WHAT IS BEING ASKED. Put this sentence from the passage on cowardice below into Spanish: "The coward believes that if he does nothing, nothing will change."

In this context, cowardice comes from an illusion of control.
A little ceteris paribus fantasy.
The coward believes that if he does nothing, nothing will change. If he does not speak, nothing will break. If he does not decide, nothing will be lost. If he does not move, the monster will eventually get bored and leave.
But the monster does not leave.
The monster starts charging rent.
And, as anyone who has dealt with renters knows, kicking one out is a complicated process.
Really, landlords are the devil, renters are no better, the whole housing thing is a scam, and perhaps the only reasonable solution is to shut down society, jump into the sea, and wait a couple million years until we become some dolphin-shaped weird thing that does not pay rent or taxes.
But until evolution grants us tax-free fins, we are stuck here.
With the monster.
With the rent.
With the thing we still have not done.
And with reality.
Have you ever had one of those days when everything feels heavy as fuck?
Has it turned into a week?
A month?
A year?
A few years?
With the right level of depression — and avoidance can absolutely feed depression — and a few hard-to-escape situations, death can start looking hopeful, because it ends every problem.
But it does not solve them.
That is the horrifying truth.
Getting rid of the monster requires work.
Nothing else will do.
Does that mean you should call your high school crush to tell her all the confusing, frankly weird, and out-of-focus things you used to fantasize about the two of you doing?
Fuck no.
Let her be.

DATA SECTION.
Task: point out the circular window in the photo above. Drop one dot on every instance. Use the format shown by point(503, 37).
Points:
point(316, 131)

COMPLETED TASK. El cobarde cree que, si no hace nada, nada cambiará.